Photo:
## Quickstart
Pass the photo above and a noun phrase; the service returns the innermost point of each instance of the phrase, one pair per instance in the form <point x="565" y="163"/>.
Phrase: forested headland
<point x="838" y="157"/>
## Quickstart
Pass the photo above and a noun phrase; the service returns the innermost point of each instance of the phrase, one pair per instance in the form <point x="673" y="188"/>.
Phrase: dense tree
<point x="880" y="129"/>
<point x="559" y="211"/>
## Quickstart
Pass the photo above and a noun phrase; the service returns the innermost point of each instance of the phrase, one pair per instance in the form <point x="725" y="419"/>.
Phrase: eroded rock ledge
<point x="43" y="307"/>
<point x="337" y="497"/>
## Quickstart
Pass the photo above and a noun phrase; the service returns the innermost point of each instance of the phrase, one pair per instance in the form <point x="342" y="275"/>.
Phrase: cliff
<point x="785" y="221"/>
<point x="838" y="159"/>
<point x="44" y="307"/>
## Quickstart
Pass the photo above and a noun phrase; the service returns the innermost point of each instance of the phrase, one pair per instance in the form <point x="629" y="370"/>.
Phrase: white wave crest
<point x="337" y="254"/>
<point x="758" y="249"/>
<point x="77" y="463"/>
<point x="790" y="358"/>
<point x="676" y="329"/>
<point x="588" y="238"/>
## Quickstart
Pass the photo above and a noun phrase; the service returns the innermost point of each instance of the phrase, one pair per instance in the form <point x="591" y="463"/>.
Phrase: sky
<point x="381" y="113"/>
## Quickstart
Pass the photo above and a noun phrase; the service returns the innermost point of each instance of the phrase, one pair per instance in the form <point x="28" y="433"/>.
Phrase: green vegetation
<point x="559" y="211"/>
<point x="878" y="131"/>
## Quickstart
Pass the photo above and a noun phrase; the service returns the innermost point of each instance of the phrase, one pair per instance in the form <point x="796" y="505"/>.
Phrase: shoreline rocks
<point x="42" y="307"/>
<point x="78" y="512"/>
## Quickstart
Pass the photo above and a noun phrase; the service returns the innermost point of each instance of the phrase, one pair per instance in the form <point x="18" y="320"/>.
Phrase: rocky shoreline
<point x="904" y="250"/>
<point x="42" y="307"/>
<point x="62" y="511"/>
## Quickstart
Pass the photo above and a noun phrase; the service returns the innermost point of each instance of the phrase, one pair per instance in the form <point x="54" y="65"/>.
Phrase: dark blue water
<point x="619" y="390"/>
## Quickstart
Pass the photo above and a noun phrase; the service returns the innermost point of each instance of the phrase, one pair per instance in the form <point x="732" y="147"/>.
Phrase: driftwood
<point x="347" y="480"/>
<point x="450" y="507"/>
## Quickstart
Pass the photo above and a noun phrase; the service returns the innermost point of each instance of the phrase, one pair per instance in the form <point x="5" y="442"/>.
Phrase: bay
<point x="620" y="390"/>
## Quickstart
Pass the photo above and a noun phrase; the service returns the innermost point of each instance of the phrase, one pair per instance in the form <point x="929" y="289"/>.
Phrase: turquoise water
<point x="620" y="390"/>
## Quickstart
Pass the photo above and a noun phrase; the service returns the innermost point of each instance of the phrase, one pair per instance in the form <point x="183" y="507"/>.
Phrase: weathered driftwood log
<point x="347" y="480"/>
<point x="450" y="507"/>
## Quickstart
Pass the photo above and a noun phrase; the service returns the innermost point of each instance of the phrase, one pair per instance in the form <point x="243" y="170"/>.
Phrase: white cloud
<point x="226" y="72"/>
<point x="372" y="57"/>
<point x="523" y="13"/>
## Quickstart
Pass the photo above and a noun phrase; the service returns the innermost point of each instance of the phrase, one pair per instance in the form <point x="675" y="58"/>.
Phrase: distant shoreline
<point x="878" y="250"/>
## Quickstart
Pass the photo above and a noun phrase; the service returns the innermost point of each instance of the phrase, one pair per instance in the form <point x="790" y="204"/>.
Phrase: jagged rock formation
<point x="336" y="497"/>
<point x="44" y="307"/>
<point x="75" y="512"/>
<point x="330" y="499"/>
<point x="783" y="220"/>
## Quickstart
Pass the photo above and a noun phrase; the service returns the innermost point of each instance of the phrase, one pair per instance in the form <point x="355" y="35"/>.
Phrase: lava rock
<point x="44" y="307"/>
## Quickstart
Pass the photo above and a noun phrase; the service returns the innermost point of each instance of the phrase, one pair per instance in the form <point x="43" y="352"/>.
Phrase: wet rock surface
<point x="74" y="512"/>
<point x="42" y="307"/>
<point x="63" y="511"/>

Task to complete -> From the rows above, keep only the lines that contain the word "white", treating uppercase and lowercase as different.

Response ->
Phrase: white wave crest
Phrase: white cloud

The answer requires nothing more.